*Übungstext*
· · · · ·

Am späten Mittwochabend hatte die obere Kammer des britischen Parlaments das Ruanda-Gesetz von Premierminister Rishi Sunak abgelehnt, mit Änderung versehen und wieder an das Unterhaus verwiesen. Weil es dort vor der am nächsten Dienstag beginnenden Osterpause nicht wieder verhandelt werden kann, verzögert sich das Gesetzgebungsverfahren bis Mitte April. Das bedeutet, dass die ersten Flugzeuge, die illegale Flüchtlinge nach Ruanda zur Abwicklung ihres Asylverfahrens fliegen sollen, nach Schätzung des Innenministeriums frühestens im Juni starten werden. Für Rishi Sunak, der die Abschiebungen „spätestens im Frühjahr“ versprochen hatte, ist das eine schwere Schlappe.
Es geht um ein Eilgesetz, das der Premierminister im letzten Dezember eingebracht hatte als Antwort auf ein Urteil des Supreme Court. Das oberste Gericht des Landes hatte den Ruanda-Plan für rechtswidrig erklärt, weil die Gefahr bestehe, dass abgelehnte Asylbewerber zurück in ihr Heimatland geschickt werden könnten, wo ihnen Schaden drohe. Das Gericht hatte zudem weitere rechtsstaatliche Defizite in Ruanda beanstandet. Sunaks Eilgesetz erklärt daraufhin kurzerhand Ruanda zu einem sicheren Drittstaat. Zugleich suspendierte es Teile des britischen Menschenrechtsgesetzes, um zu erschweren, dass Betroffene vor einem britischen Gericht gegen ihre Abschiebung klagen können. Einzelklagen in Härtefällen sowie der Gang vor den Europäischen Gerichtshof in Straßburg sollen allerdings weiterhin möglich sein.

· · · · ·

*Aufgabenstellung*
A – Gib aus dem Übungstext den Abschnitt wortgetreu wieder, der mit den Worten „Es geht um ein“ beginnt und mit „weiterhin möglich sein.“ endet.
B – Prüfe, ob die folgenden Aussagen zum Übungstext passen, und antworte jeweils mit Ja oder Nein samt den entscheidenden Worten aus dem Text als wörtliches Zitat: (i) Das Oberhaus hat das Gesetz mit einer Änderung an das Unterhaus zurückverwiesen. (ii) Das Eilgesetz schließt den Gang vor den Europäischen Gerichtshof in Straßburg aus. (iii) Das Innenministerium rechnet mit den ersten Flügen frühestens im Juni.
Stütze dich dabei nur auf den Übungstext.

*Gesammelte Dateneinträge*
· · · · ·

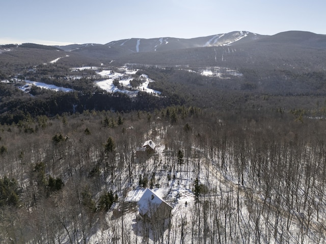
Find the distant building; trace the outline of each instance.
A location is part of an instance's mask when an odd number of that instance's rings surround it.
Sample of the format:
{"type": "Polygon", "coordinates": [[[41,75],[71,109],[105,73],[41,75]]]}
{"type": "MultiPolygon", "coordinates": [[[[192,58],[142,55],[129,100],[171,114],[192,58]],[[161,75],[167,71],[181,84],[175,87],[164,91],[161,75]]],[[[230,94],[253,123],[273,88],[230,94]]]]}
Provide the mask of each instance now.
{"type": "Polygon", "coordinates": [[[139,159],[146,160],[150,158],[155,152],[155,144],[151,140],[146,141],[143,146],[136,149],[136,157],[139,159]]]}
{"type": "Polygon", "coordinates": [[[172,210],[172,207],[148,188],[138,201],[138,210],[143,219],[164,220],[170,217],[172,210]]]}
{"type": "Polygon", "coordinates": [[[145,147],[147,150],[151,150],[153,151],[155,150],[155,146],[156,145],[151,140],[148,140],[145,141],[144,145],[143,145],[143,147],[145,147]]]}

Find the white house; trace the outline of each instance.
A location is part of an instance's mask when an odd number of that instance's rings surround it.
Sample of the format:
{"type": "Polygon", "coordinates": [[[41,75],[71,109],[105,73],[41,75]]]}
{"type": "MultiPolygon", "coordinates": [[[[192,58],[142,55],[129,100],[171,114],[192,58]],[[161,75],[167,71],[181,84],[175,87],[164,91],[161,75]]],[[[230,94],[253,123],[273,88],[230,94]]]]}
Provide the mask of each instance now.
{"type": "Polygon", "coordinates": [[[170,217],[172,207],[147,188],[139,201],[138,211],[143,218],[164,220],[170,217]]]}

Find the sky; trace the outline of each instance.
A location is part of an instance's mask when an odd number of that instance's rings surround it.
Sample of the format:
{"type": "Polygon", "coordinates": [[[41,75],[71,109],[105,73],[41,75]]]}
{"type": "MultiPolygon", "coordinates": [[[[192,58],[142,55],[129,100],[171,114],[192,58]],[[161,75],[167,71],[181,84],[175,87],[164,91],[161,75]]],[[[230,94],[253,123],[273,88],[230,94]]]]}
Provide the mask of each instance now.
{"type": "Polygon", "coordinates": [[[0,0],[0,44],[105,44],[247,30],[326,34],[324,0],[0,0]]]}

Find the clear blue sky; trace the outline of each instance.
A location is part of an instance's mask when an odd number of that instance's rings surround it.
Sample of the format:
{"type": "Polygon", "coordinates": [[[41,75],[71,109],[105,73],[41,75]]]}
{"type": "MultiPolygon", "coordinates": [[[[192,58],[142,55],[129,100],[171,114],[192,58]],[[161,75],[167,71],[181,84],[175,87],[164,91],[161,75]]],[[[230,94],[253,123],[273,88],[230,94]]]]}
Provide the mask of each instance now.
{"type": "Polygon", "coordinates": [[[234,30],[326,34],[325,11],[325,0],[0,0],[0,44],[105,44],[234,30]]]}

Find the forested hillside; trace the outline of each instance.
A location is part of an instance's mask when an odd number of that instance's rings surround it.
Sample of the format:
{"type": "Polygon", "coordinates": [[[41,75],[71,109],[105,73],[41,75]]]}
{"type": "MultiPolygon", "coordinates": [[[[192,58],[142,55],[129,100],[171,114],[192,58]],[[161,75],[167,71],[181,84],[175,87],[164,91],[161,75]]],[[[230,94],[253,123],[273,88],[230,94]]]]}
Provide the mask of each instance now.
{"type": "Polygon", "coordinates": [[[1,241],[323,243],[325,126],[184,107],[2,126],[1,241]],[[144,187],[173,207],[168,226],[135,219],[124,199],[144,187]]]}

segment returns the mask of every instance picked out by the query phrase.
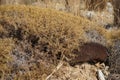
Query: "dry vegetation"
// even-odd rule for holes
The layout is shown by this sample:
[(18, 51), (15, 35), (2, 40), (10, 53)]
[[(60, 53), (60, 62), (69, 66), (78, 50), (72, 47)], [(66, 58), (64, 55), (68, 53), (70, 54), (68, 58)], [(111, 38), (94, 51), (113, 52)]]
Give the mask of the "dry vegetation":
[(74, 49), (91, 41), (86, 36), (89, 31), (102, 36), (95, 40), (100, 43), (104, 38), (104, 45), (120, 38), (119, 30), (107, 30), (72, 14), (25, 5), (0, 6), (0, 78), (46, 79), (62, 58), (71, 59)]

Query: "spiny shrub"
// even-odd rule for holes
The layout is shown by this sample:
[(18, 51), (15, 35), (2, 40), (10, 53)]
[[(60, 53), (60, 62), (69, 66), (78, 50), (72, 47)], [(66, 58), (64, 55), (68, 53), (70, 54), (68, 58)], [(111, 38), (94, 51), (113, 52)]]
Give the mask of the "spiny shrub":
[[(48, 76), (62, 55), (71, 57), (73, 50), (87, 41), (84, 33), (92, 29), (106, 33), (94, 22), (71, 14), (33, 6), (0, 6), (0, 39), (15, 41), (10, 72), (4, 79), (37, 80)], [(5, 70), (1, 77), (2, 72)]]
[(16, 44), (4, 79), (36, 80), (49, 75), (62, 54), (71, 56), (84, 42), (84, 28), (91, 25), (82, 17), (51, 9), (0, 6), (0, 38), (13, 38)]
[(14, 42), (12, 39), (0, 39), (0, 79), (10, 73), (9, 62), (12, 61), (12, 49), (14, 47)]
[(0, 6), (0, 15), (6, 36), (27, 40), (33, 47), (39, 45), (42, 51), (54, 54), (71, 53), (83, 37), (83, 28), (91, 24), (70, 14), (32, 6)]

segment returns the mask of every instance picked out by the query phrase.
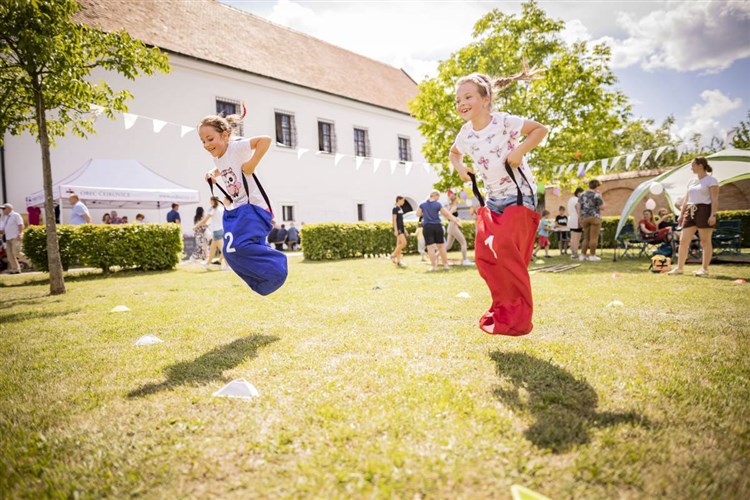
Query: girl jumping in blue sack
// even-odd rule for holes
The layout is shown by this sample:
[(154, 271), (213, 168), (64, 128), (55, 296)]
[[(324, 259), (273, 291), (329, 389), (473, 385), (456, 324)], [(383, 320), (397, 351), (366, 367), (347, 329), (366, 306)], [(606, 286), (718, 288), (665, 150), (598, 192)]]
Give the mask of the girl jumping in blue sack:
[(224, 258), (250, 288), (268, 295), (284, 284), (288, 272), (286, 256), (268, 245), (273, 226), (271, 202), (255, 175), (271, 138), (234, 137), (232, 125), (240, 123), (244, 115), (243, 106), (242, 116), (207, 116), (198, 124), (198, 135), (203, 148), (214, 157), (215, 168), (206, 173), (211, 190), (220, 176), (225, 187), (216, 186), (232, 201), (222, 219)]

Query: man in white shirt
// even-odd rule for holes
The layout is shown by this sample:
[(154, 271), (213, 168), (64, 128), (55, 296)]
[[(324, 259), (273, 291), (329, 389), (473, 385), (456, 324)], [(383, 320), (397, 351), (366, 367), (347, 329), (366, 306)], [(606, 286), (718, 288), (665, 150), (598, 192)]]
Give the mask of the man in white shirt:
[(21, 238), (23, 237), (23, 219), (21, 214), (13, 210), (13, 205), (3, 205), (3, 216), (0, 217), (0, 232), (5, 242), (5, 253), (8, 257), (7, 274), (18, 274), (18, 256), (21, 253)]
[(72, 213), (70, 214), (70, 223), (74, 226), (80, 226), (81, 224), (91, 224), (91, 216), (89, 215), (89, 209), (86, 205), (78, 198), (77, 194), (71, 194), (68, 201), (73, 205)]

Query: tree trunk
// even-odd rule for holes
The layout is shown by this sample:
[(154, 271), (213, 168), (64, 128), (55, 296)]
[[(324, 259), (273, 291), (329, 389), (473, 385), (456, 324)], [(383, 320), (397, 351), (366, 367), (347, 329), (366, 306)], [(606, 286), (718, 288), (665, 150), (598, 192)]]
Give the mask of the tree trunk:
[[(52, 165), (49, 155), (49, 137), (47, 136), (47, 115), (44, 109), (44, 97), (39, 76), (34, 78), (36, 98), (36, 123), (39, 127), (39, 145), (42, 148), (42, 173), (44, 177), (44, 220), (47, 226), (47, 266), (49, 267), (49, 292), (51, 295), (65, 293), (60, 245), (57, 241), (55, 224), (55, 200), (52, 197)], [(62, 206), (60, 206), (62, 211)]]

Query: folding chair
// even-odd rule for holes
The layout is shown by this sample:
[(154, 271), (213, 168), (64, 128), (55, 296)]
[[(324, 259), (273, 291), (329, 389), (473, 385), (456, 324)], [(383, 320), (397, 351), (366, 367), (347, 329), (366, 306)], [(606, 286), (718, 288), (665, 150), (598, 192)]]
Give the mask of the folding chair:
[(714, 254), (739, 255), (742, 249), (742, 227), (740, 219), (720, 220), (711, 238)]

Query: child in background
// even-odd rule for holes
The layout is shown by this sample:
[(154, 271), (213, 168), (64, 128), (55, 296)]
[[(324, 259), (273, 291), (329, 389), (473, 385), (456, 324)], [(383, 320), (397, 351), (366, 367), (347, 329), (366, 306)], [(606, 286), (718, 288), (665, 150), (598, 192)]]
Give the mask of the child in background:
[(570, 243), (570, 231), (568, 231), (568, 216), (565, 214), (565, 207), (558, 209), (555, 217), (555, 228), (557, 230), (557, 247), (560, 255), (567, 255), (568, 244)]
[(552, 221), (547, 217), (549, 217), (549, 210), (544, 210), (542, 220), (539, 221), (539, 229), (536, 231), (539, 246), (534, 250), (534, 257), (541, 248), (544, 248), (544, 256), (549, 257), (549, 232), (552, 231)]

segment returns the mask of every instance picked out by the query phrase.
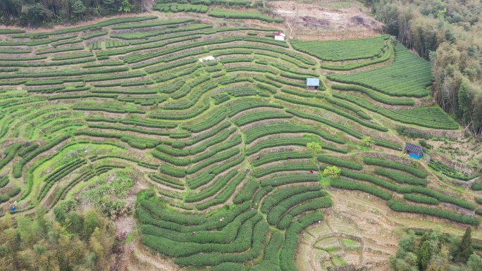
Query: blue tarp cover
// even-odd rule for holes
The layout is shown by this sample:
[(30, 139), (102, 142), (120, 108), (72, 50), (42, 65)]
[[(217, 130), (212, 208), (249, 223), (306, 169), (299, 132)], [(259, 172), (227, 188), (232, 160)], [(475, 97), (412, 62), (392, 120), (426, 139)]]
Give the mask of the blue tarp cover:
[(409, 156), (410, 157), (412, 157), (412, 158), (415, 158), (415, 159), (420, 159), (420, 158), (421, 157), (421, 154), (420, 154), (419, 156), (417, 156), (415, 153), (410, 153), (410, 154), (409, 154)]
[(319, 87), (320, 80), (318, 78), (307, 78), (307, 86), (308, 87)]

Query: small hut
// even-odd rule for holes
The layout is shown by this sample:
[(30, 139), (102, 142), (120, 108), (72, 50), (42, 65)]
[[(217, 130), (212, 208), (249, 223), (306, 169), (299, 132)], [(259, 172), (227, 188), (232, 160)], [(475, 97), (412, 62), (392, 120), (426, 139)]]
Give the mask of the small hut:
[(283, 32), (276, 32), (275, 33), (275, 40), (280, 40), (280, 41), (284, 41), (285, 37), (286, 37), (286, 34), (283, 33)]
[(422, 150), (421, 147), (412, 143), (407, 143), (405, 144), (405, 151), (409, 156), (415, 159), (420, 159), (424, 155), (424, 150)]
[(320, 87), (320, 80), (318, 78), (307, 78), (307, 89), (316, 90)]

· · · · ·

*Ergebnisse je Aufgabe*
A –
Es geht um ein Eilgesetz, das der Premierminister im letzten Dezember eingebracht hatte als Antwort auf ein Urteil des Supreme Court. Das oberste Gericht des Landes hatte den Ruanda-Plan für rechtswidrig erklärt, weil die Gefahr bestehe, dass abgelehnte Asylbewerber zurück in ihr Heimatland geschickt werden könnten, wo ihnen Schaden drohe. Das Gericht hatte zudem weitere rechtsstaatliche Defizite in Ruanda beanstandet. Sunaks Eilgesetz erklärt daraufhin kurzerhand Ruanda zu einem sicheren Drittstaat. Zugleich suspendierte es Teile des britischen Menschenrechtsgesetzes, um zu erschweren, dass Betroffene vor einem britischen Gericht gegen ihre Abschiebung klagen können. Einzelklagen in Härtefällen sowie der Gang vor den Europäischen Gerichtshof in Straßburg sollen allerdings weiterhin möglich sein.

B –
(i) Ja: „abgelehnt, mit Änderung versehen und wieder an das Unterhaus verwiesen“
(ii) Nein: „Einzelklagen in Härtefällen sowie der Gang vor den Europäischen Gerichtshof in Straßburg sollen allerdings weiterhin möglich sein.“
(iii) Ja: „nach Schätzung des Innenministeriums frühestens im Juni starten werden“